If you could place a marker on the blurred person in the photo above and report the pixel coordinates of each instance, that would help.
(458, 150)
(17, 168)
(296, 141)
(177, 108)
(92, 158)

Aim: Repeat every one of the items above word for word, with nothing changed.

Task response:
If you could place a marker on the blurred person in the photo above and report the pixel coordinates of each instance, that would help.
(458, 150)
(17, 168)
(296, 141)
(177, 108)
(92, 158)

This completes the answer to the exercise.